[Stored records]
+ + + + +

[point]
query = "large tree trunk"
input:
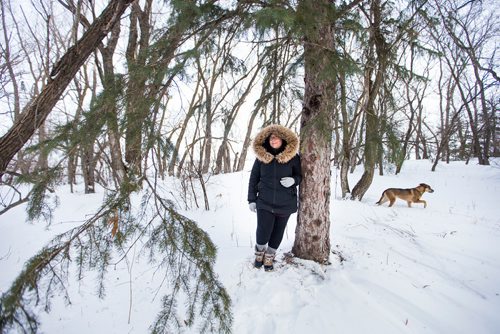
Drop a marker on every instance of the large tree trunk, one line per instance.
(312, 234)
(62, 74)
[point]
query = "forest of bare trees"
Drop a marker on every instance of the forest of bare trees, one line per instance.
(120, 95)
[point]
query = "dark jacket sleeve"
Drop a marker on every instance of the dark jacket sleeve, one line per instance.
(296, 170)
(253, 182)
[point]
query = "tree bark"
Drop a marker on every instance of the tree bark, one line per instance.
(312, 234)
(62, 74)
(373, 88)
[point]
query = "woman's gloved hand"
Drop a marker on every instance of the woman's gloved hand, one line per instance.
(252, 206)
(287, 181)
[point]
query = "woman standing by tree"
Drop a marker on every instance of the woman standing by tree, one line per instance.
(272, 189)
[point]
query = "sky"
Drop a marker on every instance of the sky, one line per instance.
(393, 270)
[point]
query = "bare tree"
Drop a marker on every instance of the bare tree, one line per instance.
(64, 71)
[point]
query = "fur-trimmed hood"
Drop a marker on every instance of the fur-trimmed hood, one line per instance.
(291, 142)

+ + + + +

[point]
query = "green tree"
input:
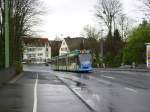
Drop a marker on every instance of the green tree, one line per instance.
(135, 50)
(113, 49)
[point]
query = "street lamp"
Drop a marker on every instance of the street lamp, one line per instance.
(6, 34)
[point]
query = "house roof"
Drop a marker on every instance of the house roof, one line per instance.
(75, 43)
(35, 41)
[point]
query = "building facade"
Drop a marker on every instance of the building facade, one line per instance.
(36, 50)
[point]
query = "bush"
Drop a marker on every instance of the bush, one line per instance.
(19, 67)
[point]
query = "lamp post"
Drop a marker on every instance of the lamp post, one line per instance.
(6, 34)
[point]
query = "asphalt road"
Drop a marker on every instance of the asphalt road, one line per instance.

+ + + + +

SHORT PROBLEM: Count the lines of the items above that contain the string "hood", and give only the number.

WRITTEN SOLUTION: 2